··· EXCERPT ···

# [Humor] How to make Garfield funny



## Iron Sky (Aug 28, 2010)

So, elsewhere on the forum, my roommate posted a link to Realfield, to which another poster countered with the Garfield Randomizer.  I thought they were hilarious, so I thought I'd share some of the ones it came up with for me.

Enjoy!


----------



## AdmundfortGeographer (Aug 28, 2010)

Meh, the randomizer doesn't seem particularly funny to me. Ever.

Realfield seems to be a knock-off of garfieldminusgarfield, but instead of removing garfield, they substituted in a realistically drawn cat instead. I prefer garfield minus garfield.


----------



## MarkB (Aug 28, 2010)

Call me a heathen, but compared with any of those, I think I prefer Garfield. At least, a few of those raised a mild snigger.


----------



## Relique du Madde (Aug 28, 2010)

Eric Anondson said:


> M
> I prefer garfield minus garfield.




Some of the ones on that site were decent at best, but I thought they mostly weren't.


----------



## Remus Lupin (Aug 29, 2010)

And then there's this:

Garfield Minus Garfield Plus Cthulhu


----------



## Iron Sky (Aug 29, 2010)

I think what gets me about the random Garfields is that it's _emergent humor_.  Some computer algorithm is churning some images around and suddenly humor arises.  You'll get 10 that don't make any sense at all, but that makes them even more entertaining to me when they do.  

Obviously humor is subjective, not objective so maybe you weren't as entertained as I was.  Let me have my wrong-bad-fun(ny)!

I can't remember the last time an actual Garfield strip made me even chuckle...


----------



## Dannyalcatraz (Aug 29, 2010)

How to make Garfield funny?

Make him a Rakshasha*, keep the rest.  The thought of a powerful, evil cat-being who is so lax that it acts like a common housecat (with an abnormal taste for lasagna) amuses me.

Clearly, he's a societal exile.

* or if you prefer sci-fi to myth and legend, make him Kzinti


----------



## AdmundfortGeographer (Aug 29, 2010)

···

EXERCISE DESCRIPTION> Please duplicate the passage of the Garfield thread word for word, starting with "## AdmundfortGeographer (Aug 28, 2010)" and going on through "a mild snigger.".

··· DATA PROVIDED ···

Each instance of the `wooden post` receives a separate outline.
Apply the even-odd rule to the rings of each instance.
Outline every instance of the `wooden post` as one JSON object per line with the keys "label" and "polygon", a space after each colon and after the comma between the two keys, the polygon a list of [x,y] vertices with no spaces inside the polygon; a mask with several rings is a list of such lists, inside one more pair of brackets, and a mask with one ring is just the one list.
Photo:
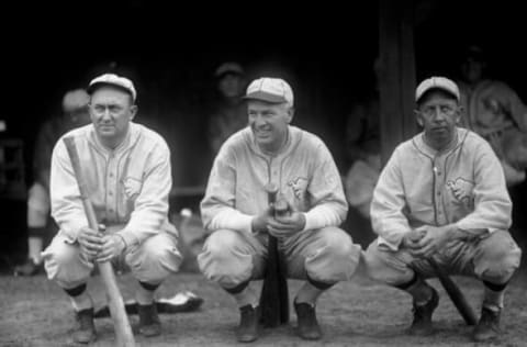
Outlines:
{"label": "wooden post", "polygon": [[379,57],[381,158],[385,164],[393,149],[417,131],[412,0],[379,0]]}

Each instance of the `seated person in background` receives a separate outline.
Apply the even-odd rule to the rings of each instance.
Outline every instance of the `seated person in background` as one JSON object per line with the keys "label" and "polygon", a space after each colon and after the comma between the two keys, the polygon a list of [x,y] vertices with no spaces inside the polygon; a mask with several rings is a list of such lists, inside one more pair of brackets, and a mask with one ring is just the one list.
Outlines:
{"label": "seated person in background", "polygon": [[27,259],[14,268],[15,276],[44,272],[41,251],[56,233],[49,217],[49,167],[53,146],[64,133],[90,122],[88,102],[89,97],[83,89],[66,92],[61,115],[47,120],[38,131],[33,153],[34,182],[27,193]]}
{"label": "seated person in background", "polygon": [[483,136],[502,163],[508,187],[525,180],[527,167],[527,108],[506,83],[486,78],[487,59],[479,46],[469,46],[459,81],[461,125]]}

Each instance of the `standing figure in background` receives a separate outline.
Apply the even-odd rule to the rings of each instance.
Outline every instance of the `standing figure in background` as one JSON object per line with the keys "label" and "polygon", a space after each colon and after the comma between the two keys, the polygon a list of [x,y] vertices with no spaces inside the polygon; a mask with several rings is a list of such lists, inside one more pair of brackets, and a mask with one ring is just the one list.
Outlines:
{"label": "standing figure in background", "polygon": [[346,119],[346,153],[351,163],[344,179],[346,199],[366,220],[370,219],[373,189],[381,172],[379,69],[377,58],[372,92],[356,103]]}
{"label": "standing figure in background", "polygon": [[88,102],[89,96],[83,89],[68,91],[63,98],[63,114],[47,120],[38,131],[33,154],[34,182],[27,193],[27,259],[14,268],[15,276],[44,272],[41,251],[56,232],[49,215],[53,147],[64,133],[90,122]]}
{"label": "standing figure in background", "polygon": [[527,108],[505,82],[486,78],[487,59],[469,46],[459,81],[461,125],[483,136],[502,163],[507,187],[522,183],[527,167]]}
{"label": "standing figure in background", "polygon": [[246,87],[245,71],[238,63],[222,64],[214,78],[220,94],[209,117],[208,134],[213,155],[216,155],[228,136],[247,126],[247,105],[242,99]]}

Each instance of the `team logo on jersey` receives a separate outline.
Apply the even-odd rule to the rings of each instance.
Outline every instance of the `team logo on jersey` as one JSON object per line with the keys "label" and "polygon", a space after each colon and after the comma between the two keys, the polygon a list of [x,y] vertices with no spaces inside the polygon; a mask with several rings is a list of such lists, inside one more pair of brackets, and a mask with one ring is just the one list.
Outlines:
{"label": "team logo on jersey", "polygon": [[142,182],[135,178],[127,177],[123,180],[123,186],[126,197],[133,199],[139,194]]}
{"label": "team logo on jersey", "polygon": [[307,179],[304,177],[296,177],[288,182],[288,186],[293,190],[293,194],[296,199],[302,200],[305,191],[307,190]]}
{"label": "team logo on jersey", "polygon": [[474,182],[458,177],[455,180],[449,180],[447,182],[447,187],[450,189],[452,197],[456,198],[457,201],[461,202],[466,208],[473,205]]}

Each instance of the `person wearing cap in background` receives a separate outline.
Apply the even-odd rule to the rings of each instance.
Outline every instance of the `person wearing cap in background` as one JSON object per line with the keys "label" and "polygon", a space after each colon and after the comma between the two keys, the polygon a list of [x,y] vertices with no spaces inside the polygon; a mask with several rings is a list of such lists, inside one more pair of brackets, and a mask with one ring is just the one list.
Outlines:
{"label": "person wearing cap in background", "polygon": [[489,141],[511,188],[526,178],[527,107],[508,85],[487,78],[486,68],[484,51],[476,45],[468,46],[459,81],[461,125]]}
{"label": "person wearing cap in background", "polygon": [[75,89],[63,98],[63,113],[47,120],[38,131],[33,152],[34,182],[27,192],[27,259],[14,268],[15,276],[34,276],[44,272],[41,251],[56,233],[49,217],[49,166],[52,150],[57,139],[74,127],[90,122],[89,96]]}
{"label": "person wearing cap in background", "polygon": [[484,284],[475,340],[500,335],[504,290],[522,251],[513,240],[512,203],[500,160],[487,142],[458,127],[457,85],[444,77],[416,89],[415,111],[423,132],[399,145],[373,192],[371,220],[379,235],[365,253],[368,275],[413,298],[411,334],[433,333],[438,293],[433,257],[449,273]]}
{"label": "person wearing cap in background", "polygon": [[[93,302],[86,290],[94,261],[130,268],[137,280],[138,331],[159,335],[154,293],[181,262],[167,216],[170,152],[161,136],[132,122],[137,94],[130,79],[105,74],[91,80],[88,92],[92,124],[65,134],[53,150],[52,214],[59,232],[43,253],[45,270],[71,300],[79,321],[75,342],[96,338]],[[76,143],[100,231],[88,227],[64,137]]]}
{"label": "person wearing cap in background", "polygon": [[238,63],[227,61],[214,71],[217,100],[209,116],[208,135],[213,155],[228,136],[247,126],[247,108],[243,102],[245,70]]}
{"label": "person wearing cap in background", "polygon": [[[249,126],[220,149],[201,202],[203,224],[212,234],[198,264],[236,300],[237,339],[253,342],[259,296],[251,281],[264,277],[267,234],[277,236],[289,277],[305,280],[294,299],[298,333],[318,339],[318,296],[350,279],[360,258],[360,247],[338,228],[348,210],[340,175],[322,139],[290,124],[293,92],[284,80],[256,79],[244,99]],[[289,216],[272,216],[267,183],[279,187]]]}

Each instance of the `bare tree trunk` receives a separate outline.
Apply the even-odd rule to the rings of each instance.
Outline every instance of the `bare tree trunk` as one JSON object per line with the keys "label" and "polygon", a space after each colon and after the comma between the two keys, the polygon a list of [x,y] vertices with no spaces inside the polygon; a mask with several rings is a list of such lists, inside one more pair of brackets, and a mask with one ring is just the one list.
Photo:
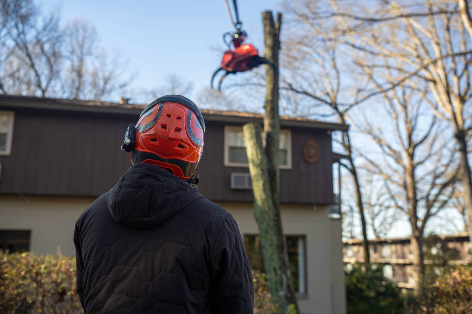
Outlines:
{"label": "bare tree trunk", "polygon": [[261,129],[254,124],[243,127],[249,172],[254,193],[254,214],[261,237],[264,266],[269,281],[269,291],[279,309],[286,314],[298,312],[295,289],[288,264],[279,204],[279,190],[278,120],[278,51],[282,15],[274,22],[272,12],[262,13],[265,58],[275,70],[266,71],[266,94],[264,107],[264,136],[262,145]]}
{"label": "bare tree trunk", "polygon": [[460,176],[464,187],[464,200],[467,215],[469,238],[472,239],[472,181],[471,180],[471,170],[467,159],[467,143],[463,132],[457,132],[455,136],[459,143],[459,149],[461,153],[462,171]]}
{"label": "bare tree trunk", "polygon": [[413,256],[413,279],[414,293],[418,297],[423,295],[424,280],[424,255],[423,254],[423,235],[412,232],[410,238],[412,255]]}
{"label": "bare tree trunk", "polygon": [[294,305],[292,306],[298,313],[280,209],[274,206],[272,197],[271,179],[266,151],[262,146],[261,127],[250,123],[243,128],[253,182],[254,215],[259,230],[269,292],[284,313],[291,313],[289,310],[291,304]]}
{"label": "bare tree trunk", "polygon": [[[343,123],[346,124],[344,118],[342,118]],[[362,225],[362,248],[364,249],[364,263],[370,264],[371,263],[371,252],[369,250],[369,240],[367,239],[367,227],[365,223],[365,215],[364,215],[364,206],[362,203],[362,193],[361,192],[361,185],[359,182],[359,177],[357,176],[357,172],[352,158],[352,149],[351,146],[351,140],[347,131],[343,134],[345,140],[343,141],[344,149],[347,153],[348,159],[350,168],[348,170],[351,172],[354,179],[354,184],[355,185],[356,202],[359,214],[361,216],[361,223]]]}

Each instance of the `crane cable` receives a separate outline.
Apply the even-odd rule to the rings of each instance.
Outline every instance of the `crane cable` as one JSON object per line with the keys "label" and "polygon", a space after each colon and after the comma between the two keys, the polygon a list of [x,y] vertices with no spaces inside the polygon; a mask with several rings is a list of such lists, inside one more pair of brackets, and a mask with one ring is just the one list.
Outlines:
{"label": "crane cable", "polygon": [[229,8],[229,4],[228,3],[228,0],[225,0],[225,4],[226,5],[226,10],[228,11],[228,16],[229,17],[229,19],[231,21],[231,24],[233,24],[236,30],[239,30],[241,29],[241,27],[243,25],[243,23],[239,21],[239,15],[238,14],[237,4],[236,3],[236,0],[233,0],[233,3],[235,7],[235,13],[236,16],[236,23],[235,23],[234,20],[233,19],[233,15],[231,14],[231,9]]}

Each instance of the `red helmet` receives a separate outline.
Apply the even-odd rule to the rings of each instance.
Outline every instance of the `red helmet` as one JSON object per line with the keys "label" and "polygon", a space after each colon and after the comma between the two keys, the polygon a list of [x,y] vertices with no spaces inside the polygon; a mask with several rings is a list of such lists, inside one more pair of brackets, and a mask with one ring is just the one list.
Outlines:
{"label": "red helmet", "polygon": [[158,98],[130,125],[121,149],[131,162],[152,164],[184,180],[192,178],[203,150],[205,122],[194,102],[179,95]]}

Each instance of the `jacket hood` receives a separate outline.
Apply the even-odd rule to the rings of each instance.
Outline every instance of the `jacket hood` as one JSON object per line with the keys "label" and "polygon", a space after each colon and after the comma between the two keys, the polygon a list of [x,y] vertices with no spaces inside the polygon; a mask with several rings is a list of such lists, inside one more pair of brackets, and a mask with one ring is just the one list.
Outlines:
{"label": "jacket hood", "polygon": [[202,197],[189,183],[168,171],[138,163],[130,167],[108,192],[107,207],[117,223],[147,229]]}

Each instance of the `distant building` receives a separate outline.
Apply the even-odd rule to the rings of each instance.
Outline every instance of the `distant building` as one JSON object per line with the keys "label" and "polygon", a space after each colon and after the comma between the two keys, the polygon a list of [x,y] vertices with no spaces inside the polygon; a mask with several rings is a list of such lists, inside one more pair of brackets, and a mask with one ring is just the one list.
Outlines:
{"label": "distant building", "polygon": [[[413,289],[413,256],[408,238],[370,240],[371,262],[383,265],[384,275],[398,287]],[[363,263],[364,249],[361,240],[352,239],[343,243],[345,267]],[[471,262],[472,247],[467,233],[427,237],[423,249],[424,263],[433,271],[446,264],[467,264]]]}
{"label": "distant building", "polygon": [[[131,165],[120,150],[143,107],[0,96],[0,248],[74,254],[74,225]],[[262,116],[202,110],[198,189],[238,223],[261,268],[242,126]],[[331,132],[346,126],[281,117],[282,223],[302,313],[345,314],[339,206],[333,205]],[[329,218],[329,215],[332,218]]]}

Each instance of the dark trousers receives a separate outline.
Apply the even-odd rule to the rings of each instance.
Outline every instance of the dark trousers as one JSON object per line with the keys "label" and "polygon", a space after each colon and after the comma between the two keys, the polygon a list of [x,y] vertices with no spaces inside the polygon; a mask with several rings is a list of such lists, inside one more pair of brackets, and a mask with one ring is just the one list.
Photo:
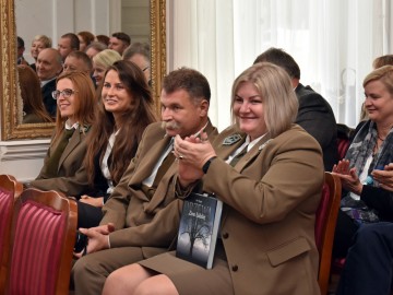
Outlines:
{"label": "dark trousers", "polygon": [[361,225],[348,250],[336,295],[388,295],[392,278],[393,223]]}
{"label": "dark trousers", "polygon": [[103,211],[98,206],[78,202],[78,228],[90,228],[99,225],[103,219]]}

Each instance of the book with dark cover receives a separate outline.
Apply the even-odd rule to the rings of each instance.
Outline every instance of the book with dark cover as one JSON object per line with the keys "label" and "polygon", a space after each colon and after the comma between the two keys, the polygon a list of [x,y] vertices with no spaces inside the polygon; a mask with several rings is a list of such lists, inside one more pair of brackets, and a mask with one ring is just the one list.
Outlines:
{"label": "book with dark cover", "polygon": [[223,202],[209,194],[193,192],[184,199],[176,256],[211,269],[222,211]]}

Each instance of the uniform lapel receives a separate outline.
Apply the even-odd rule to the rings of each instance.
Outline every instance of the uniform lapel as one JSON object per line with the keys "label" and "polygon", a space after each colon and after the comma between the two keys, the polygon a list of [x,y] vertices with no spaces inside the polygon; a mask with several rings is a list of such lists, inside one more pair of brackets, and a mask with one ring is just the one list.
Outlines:
{"label": "uniform lapel", "polygon": [[164,137],[158,142],[146,142],[147,146],[151,146],[148,152],[143,154],[143,161],[140,161],[138,164],[139,167],[136,169],[136,173],[132,175],[132,178],[130,179],[131,184],[140,184],[144,179],[146,179],[153,172],[154,166],[156,165],[158,158],[162,156],[164,151],[167,149],[171,138],[170,137]]}
{"label": "uniform lapel", "polygon": [[248,151],[248,153],[239,160],[235,166],[235,169],[241,172],[248,165],[248,163],[252,162],[261,153],[261,151],[269,144],[270,141],[271,135],[267,133],[259,142],[257,142],[254,146],[252,146],[251,151]]}
{"label": "uniform lapel", "polygon": [[60,170],[61,165],[63,164],[63,162],[66,161],[66,158],[68,157],[68,155],[75,149],[75,146],[81,142],[81,132],[79,131],[79,129],[76,129],[69,143],[67,144],[63,153],[60,156],[59,160],[59,166],[58,166],[58,172]]}

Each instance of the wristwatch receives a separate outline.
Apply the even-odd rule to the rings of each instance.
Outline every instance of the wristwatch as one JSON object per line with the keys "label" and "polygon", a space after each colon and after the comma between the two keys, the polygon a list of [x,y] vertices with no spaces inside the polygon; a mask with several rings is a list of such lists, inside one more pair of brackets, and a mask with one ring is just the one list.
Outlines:
{"label": "wristwatch", "polygon": [[202,166],[202,172],[203,172],[204,174],[207,173],[207,169],[209,169],[209,167],[210,167],[210,164],[212,164],[213,160],[215,160],[216,157],[217,157],[217,156],[212,156],[210,160],[206,161],[205,164],[203,164],[203,166]]}

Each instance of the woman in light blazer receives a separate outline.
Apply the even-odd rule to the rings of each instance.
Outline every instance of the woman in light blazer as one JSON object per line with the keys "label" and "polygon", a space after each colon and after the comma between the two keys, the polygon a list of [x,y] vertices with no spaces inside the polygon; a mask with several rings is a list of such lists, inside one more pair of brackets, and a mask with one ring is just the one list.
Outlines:
{"label": "woman in light blazer", "polygon": [[254,64],[231,98],[236,123],[213,144],[175,140],[177,193],[202,187],[224,202],[213,268],[164,253],[112,272],[103,294],[320,294],[314,217],[324,167],[318,142],[293,123],[289,76]]}
{"label": "woman in light blazer", "polygon": [[78,197],[88,190],[85,168],[86,134],[96,107],[92,79],[82,72],[64,72],[56,82],[56,128],[44,166],[29,186]]}

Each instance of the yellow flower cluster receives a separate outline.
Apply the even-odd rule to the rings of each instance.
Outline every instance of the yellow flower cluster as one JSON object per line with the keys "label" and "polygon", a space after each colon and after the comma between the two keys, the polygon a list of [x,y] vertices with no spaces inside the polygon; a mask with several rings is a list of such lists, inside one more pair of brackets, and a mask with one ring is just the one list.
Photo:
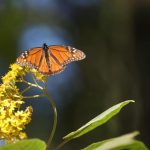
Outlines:
{"label": "yellow flower cluster", "polygon": [[16,82],[22,79],[26,72],[17,64],[11,65],[10,68],[0,85],[0,139],[15,142],[27,136],[23,130],[31,120],[32,107],[20,110],[24,101]]}

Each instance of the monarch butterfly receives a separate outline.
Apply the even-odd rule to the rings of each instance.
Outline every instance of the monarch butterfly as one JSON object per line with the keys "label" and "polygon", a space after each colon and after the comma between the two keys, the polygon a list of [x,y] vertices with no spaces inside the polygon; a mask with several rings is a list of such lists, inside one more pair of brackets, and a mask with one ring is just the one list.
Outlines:
{"label": "monarch butterfly", "polygon": [[29,66],[44,75],[60,73],[66,64],[84,59],[85,54],[71,46],[51,45],[31,48],[17,58],[17,64]]}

···

COMPLETED TASK>
## AdmundfortGeographer (Aug 28, 2010)

Meh, the randomizer doesn't seem particularly funny to me. Ever.

Realfield seems to be a knock-off of garfieldminusgarfield, but instead of removing garfield, they substituted in a realistically drawn cat instead. I prefer garfield minus garfield.


----------



## MarkB (Aug 28, 2010)

Call me a heathen, but compared with any of those, I think I prefer Garfield. At least, a few of those raised a mild snigger.